--- BEGIN ---

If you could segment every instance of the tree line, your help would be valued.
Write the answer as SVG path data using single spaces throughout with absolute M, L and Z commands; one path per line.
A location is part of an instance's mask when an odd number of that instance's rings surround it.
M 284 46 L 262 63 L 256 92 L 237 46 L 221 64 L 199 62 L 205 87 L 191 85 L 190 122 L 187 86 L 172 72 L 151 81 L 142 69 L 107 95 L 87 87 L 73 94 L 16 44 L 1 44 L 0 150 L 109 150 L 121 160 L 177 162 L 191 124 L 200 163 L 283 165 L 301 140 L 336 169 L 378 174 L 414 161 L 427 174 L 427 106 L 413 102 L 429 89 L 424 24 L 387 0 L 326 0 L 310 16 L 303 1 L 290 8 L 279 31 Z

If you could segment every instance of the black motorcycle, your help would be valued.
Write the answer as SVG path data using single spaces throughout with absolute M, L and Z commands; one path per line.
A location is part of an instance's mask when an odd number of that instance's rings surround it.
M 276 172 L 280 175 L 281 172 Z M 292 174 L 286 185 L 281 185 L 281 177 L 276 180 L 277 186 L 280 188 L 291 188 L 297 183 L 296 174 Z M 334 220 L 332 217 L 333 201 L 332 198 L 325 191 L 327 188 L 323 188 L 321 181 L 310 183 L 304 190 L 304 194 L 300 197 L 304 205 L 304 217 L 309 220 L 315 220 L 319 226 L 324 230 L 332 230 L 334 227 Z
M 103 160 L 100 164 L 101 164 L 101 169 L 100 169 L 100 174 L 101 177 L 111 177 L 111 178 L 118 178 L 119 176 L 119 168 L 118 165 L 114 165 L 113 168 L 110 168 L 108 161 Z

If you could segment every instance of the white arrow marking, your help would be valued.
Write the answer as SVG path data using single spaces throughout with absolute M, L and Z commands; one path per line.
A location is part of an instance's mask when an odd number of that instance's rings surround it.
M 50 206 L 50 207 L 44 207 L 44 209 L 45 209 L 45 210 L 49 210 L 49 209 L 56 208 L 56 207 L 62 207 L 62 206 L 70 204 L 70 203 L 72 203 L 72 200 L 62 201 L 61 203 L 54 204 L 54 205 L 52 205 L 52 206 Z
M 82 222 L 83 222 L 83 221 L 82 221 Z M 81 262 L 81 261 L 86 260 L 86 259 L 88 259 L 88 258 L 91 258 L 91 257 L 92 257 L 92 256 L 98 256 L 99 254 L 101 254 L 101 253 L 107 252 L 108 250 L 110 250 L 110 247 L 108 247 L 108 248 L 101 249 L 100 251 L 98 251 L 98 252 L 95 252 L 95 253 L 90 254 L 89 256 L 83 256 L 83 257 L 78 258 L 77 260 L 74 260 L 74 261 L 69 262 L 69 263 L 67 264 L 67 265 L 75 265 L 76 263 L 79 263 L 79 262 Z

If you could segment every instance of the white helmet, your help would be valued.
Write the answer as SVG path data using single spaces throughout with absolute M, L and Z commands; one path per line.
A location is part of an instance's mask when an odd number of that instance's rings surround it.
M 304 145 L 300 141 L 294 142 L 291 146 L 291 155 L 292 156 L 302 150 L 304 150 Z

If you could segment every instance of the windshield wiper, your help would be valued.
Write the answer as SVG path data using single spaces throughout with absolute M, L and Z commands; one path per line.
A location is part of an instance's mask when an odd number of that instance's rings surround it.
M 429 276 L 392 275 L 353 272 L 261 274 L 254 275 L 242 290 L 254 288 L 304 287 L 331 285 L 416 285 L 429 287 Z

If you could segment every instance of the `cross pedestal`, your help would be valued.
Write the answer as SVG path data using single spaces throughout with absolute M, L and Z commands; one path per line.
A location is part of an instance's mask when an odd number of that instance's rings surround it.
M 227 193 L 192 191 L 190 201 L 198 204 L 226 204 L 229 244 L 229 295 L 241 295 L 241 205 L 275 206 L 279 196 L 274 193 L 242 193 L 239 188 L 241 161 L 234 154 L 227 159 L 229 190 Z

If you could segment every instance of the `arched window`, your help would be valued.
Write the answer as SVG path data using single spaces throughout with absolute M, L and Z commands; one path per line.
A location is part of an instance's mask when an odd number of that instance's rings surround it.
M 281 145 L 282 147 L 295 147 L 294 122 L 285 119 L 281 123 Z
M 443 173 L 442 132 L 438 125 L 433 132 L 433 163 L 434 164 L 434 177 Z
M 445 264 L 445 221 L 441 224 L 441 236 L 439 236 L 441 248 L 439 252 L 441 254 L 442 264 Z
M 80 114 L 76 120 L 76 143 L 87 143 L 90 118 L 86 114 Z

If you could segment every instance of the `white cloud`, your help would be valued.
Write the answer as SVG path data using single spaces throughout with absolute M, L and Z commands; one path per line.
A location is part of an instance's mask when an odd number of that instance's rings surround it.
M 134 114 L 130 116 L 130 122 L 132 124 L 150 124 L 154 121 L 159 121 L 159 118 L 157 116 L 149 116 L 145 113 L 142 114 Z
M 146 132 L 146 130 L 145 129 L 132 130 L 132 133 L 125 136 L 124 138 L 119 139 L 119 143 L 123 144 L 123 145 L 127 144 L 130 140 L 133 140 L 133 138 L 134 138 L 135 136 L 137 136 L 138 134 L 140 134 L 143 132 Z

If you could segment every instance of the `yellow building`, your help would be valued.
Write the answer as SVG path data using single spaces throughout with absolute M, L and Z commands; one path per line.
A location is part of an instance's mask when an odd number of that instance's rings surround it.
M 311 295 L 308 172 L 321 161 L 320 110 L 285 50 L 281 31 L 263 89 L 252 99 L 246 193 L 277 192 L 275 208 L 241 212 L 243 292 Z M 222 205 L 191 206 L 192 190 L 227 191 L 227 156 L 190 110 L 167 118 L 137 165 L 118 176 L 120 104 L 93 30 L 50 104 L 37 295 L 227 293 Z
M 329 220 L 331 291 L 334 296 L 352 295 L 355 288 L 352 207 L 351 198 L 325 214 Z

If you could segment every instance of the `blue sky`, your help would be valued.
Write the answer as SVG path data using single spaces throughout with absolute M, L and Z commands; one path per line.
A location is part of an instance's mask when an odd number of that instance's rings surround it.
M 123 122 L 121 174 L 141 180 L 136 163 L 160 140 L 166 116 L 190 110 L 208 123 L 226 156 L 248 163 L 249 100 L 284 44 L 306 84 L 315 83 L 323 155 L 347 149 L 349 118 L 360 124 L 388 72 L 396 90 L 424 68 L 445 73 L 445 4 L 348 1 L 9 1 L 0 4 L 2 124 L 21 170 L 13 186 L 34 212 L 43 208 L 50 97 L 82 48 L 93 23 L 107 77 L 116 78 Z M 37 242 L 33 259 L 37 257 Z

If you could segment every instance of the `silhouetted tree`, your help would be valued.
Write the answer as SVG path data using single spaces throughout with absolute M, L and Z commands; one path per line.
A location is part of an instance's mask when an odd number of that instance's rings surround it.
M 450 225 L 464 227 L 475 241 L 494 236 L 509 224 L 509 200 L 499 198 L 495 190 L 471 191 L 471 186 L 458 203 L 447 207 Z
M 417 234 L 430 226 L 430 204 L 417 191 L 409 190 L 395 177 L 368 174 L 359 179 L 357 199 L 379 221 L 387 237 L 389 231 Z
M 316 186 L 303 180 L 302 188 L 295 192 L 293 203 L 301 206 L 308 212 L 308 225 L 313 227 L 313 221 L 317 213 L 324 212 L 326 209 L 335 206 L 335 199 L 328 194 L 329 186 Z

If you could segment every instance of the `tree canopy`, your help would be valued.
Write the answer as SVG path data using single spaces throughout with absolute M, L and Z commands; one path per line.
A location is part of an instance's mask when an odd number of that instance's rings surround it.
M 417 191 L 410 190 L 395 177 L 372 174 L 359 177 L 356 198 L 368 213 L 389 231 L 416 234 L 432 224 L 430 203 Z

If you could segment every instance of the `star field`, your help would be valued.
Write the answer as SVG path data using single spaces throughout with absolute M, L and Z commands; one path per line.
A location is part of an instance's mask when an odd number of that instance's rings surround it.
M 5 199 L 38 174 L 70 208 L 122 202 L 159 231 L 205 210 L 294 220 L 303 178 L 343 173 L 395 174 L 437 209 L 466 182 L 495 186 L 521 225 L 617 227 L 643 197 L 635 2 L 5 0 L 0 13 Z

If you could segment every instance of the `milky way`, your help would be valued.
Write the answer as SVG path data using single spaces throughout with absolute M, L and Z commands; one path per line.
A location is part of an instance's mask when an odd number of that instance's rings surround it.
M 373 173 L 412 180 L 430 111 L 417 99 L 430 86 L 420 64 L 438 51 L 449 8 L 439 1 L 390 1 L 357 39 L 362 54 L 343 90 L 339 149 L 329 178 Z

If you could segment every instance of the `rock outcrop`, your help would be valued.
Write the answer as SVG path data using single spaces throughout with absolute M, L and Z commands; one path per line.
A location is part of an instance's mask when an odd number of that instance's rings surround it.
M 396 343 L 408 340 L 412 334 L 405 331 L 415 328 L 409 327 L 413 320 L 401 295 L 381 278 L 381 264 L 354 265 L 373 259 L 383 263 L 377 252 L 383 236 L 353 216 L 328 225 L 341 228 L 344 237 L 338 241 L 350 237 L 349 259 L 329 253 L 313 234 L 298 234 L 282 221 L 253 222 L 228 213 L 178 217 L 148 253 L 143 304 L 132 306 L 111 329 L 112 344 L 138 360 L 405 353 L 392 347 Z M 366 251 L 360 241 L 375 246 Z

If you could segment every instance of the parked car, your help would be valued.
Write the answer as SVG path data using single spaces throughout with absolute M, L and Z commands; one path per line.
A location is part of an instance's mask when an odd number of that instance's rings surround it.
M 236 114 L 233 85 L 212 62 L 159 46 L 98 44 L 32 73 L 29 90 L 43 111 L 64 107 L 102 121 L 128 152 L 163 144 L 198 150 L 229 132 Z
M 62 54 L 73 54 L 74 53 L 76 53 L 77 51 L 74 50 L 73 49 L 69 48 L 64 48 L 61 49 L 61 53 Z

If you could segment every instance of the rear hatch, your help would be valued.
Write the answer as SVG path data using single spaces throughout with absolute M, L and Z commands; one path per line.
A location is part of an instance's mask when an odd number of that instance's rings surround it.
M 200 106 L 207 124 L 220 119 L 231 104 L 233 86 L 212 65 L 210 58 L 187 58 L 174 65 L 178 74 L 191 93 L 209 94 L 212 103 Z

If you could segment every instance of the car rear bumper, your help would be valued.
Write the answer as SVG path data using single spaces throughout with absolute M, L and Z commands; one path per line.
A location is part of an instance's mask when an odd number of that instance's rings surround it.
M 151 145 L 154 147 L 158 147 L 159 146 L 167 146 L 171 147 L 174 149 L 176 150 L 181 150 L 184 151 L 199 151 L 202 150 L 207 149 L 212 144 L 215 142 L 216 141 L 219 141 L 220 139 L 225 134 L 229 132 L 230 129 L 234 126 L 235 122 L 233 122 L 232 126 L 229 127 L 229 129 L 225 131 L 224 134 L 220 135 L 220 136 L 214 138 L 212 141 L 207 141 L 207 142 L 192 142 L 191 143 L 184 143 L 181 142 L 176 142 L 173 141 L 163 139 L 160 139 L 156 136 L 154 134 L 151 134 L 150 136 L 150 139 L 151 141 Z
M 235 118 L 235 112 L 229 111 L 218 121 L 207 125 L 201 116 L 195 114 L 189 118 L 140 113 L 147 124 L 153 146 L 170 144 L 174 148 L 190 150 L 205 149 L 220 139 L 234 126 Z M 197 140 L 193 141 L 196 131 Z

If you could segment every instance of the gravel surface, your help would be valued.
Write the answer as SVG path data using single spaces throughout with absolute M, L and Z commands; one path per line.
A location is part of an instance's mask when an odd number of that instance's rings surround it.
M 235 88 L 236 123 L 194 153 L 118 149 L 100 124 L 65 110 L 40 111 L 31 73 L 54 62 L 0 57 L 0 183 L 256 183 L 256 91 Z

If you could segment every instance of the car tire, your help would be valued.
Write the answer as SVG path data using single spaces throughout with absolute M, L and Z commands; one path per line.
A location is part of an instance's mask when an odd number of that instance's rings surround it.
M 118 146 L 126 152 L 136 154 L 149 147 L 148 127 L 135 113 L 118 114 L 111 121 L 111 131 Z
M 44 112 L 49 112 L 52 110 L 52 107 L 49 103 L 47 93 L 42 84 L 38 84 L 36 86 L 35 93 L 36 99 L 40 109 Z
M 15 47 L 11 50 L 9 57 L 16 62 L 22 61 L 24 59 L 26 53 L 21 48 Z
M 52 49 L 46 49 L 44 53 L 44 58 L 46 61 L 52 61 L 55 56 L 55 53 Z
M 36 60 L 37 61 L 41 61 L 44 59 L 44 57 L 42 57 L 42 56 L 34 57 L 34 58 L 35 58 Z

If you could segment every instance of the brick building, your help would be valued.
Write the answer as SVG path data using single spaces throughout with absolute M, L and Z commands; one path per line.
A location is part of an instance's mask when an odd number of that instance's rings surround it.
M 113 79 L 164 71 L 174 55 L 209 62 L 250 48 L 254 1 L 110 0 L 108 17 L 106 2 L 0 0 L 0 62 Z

--- END ---

THE PROBLEM: Print the items above verbatim, from the line with "If you could segment every instance of the white helmet, your" up to and including the line with "M 304 145 L".

RESPONSE BELOW:
If you could segment every instance of the white helmet, your help would be valued.
Write the answer as SVG path data using single spaces throughout with absolute M, L and Z commands; one path per line.
A location is part of an instance's mask when an odd number of that instance's rings surround it.
M 304 145 L 300 141 L 294 142 L 291 146 L 291 155 L 292 156 L 302 150 L 304 150 Z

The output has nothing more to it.